Consigne:
Poursuivez l'extrait fourni, consacré aux législatives promises par le président Tebboune, à la suite de sa dernière phrase.

Extrait fourni:
********

Mais à l’heure qu’il est, ces législatives (malgré l’engagement du président à les tenir), sont loin de faire l’unanimité au sein de la classe politique et parmi les observateurs indépendants qui défendent le principe de « donner du temps le temps ».
Aller aux législatives dans les conditions actuelles de "dissensus" politique, c’est prendre le risque d’une nouvelle claque politique, comme c’était le cas lors du référendum constitutionnel avec un taux de participation historiquement bas.
Au contraire, le président Tebboune devrait temporiser (et de toutes les façons, il n’a pas encore fixé de date) pour œuvrer à la construction d’un consensus politique le plus large possible pour une large adhésion au processus électoral qui permettrait une dynamique de remobilisation populaire autour des grands enjeux qui se posent au payas
Des législatives à court terme, avec des partis comme celui du folklorique Bengrina (qui rêve juste de supplanter son ennemi intime Makri), ou encore le lilliputien Soufiane Djilali (avec tout le respect que nous devons pour l’intellectuel), c’est « chronique d’un échec annoncé ».
Le président Tebboune devrait réfléchir à deux fois avant de trancher, car un possible échec de la consultation populaire serait d’abord le sien, alors qu’il a besoin justement de ce nouveau rendez-vous avec les urnes pour se légitimer et mettre toutes les conditions politiques et psychologiques de son côté pour lancer pour de vrai, les multiples chantiers homériques qui restent encore dans les tuyaux.
Un de ces chantiers, le plus urgent en termes calendaires, le plus gigantesque, à l’aune des défis, c’est l’économie. Politiques et économistes convergent sur le constat.
L’économie du pays est exsangue, la plupart des indicateurs sont au rouge. D’où l’urgence du passage des slogans incantatoires aux actes pragmatiques à travers la mise en place de ce fameux "nouveau paradigme" économique qui trace le chemin à la sortie progressive de l’économie de rente.

********

(Données d'ancrage d'objets en langage naturel)
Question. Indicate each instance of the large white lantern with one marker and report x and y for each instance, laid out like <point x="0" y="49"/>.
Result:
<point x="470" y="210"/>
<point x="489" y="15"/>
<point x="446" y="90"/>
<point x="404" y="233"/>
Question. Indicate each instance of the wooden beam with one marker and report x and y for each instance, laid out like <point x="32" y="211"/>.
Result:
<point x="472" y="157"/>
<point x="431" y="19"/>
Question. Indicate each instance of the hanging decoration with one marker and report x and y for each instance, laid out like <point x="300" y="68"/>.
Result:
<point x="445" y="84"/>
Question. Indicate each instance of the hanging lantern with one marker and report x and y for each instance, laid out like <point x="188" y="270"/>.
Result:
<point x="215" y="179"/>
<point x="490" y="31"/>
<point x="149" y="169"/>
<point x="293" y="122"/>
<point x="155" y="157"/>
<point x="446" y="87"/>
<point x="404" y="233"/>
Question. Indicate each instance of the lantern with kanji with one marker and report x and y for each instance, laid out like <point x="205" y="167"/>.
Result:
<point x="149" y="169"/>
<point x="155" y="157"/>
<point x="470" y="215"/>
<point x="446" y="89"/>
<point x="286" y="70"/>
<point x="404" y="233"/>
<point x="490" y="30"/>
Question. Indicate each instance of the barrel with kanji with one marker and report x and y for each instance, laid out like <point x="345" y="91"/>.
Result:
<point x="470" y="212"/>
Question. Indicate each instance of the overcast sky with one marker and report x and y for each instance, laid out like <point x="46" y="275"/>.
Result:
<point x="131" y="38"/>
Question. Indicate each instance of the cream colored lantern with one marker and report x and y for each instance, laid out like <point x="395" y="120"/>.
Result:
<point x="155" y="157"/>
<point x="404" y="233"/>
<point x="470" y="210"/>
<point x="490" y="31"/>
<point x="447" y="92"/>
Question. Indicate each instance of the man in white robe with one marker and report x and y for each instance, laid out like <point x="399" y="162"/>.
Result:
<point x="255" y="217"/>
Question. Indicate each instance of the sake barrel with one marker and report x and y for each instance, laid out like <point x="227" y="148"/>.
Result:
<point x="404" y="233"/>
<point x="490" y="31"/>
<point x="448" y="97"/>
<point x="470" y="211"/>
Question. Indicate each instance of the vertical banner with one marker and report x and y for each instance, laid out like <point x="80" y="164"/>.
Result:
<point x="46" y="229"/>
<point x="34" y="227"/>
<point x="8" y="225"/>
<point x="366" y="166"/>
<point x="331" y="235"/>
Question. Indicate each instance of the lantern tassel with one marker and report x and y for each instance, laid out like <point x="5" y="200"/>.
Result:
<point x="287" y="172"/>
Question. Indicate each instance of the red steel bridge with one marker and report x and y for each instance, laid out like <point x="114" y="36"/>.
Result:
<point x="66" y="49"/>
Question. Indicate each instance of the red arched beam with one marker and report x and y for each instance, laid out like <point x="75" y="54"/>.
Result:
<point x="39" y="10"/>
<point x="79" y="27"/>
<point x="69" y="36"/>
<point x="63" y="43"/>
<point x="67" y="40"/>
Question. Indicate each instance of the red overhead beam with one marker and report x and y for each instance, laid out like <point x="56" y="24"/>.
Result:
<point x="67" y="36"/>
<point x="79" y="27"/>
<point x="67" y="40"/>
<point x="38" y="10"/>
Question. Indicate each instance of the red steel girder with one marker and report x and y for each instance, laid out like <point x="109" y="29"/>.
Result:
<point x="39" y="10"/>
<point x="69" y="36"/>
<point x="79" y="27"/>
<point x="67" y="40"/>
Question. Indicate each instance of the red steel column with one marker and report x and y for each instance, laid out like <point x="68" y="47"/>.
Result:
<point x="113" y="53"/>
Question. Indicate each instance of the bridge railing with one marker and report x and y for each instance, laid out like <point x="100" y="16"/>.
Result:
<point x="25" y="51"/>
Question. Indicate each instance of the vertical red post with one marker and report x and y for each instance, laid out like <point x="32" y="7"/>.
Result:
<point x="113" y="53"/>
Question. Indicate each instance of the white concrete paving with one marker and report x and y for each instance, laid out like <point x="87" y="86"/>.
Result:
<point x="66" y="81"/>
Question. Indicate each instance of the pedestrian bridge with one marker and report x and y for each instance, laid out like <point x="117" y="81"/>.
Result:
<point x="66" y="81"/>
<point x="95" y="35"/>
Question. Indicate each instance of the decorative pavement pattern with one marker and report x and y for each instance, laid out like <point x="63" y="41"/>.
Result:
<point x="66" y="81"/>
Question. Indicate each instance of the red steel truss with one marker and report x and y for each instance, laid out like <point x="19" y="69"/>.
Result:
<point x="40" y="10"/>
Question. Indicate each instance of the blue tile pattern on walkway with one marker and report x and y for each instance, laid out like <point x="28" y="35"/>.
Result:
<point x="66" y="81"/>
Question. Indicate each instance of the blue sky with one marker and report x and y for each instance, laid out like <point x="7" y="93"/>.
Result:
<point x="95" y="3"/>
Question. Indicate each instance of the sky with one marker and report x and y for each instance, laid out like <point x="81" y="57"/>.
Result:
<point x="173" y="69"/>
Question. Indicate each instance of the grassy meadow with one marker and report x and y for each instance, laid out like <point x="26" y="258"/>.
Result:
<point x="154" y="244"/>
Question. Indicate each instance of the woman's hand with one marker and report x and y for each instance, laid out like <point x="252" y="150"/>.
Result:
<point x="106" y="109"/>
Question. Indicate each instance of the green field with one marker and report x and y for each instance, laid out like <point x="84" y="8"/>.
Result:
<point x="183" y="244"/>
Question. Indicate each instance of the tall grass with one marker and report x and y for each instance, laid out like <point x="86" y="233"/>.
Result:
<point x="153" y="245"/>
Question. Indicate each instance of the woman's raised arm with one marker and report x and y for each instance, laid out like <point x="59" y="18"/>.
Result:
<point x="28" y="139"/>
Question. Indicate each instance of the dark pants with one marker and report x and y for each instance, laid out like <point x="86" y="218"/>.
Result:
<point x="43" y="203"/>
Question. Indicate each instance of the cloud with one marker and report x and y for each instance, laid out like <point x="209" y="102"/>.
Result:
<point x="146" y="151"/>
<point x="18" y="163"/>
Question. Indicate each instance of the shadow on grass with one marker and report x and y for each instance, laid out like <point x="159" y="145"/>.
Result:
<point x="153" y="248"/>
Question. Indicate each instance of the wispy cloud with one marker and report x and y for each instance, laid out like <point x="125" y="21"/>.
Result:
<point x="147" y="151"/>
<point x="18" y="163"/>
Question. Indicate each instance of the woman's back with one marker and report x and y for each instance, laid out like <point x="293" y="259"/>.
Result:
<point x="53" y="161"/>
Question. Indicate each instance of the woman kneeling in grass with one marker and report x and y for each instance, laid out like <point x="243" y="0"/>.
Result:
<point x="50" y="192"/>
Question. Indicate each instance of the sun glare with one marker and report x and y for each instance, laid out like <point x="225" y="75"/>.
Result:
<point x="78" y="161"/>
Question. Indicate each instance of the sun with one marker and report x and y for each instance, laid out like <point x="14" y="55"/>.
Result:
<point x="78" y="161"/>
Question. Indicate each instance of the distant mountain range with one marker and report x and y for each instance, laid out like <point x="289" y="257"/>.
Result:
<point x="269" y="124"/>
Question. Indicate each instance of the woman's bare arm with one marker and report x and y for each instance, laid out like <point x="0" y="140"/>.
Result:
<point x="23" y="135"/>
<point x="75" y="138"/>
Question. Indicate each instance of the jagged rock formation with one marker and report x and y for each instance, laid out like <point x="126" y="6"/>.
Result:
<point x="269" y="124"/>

********

Résultat attendu:
Avec un super ministère de l’économie et des finances dans le futur gouvernement pour mener la mère des batailles, celle de l’économie, qui impose une redistribution radicale des cartes en termes d’agenda politique.
Un homme est tout désigné pour ce poste ; il s'agit de l'ancien ministre des finances, ancien gouverneur de la Banque d'Algérie, ancien PDG de la Banque extérieure d'Algérie, Mohamed Loukal. Un homme aux compétences avérées, capable d'insuffler la dynamique nécessaire à ce nouveau paradigme économique, un homme au carnet d'adresses prestigieux à la valeur inestimable, tant au niveau des institutions financières et économiques mondiales qu'au niveau des décideurs internationaux.
Aujourd'hui, l'Algérie a grandement besoin de ses relations étroites tissées depuis de nombreuses années, avec, pour ne citer que ceux là, Mario Draghi, le nouveau premier ministre italien et ancien président de la Banque centrale européenne (BCE), Christine Lagarde, ancienne ministre, ancienne présidente du FMI et actuelle présidente de la Banque centrale européenne, Janet Yellen, l'ancienne patronne de la Banque centrale américaine, la Federal Reserve System (FED), et nouvelle secrétaire américaine au Trésor, désignée par le nouveau président Joe Biden.
Le secrétaire au Trésor au sein d'un cabinet présidentiel américain est l'équivalent d'un ministre de l'économie et des finances. Ces relations interpersonnelles serviront, sans aucun doute, d'interactions de qualité, pour concrétiser la nécessaire mutation de l'économie du pays.
Toutes ces évolutions, intervenues sur la scène et au moment où le pays s'apprête à célébrer le deuxième anniversaire du Hirak, ne devraient pas échapper à la clairvoyance du président Tebboune qui a certainement mis à profit son séjour médical en Allemagne pour prendre du recul sur l’écume politique des jours et cogiter sur les perspectives de l’Algérie.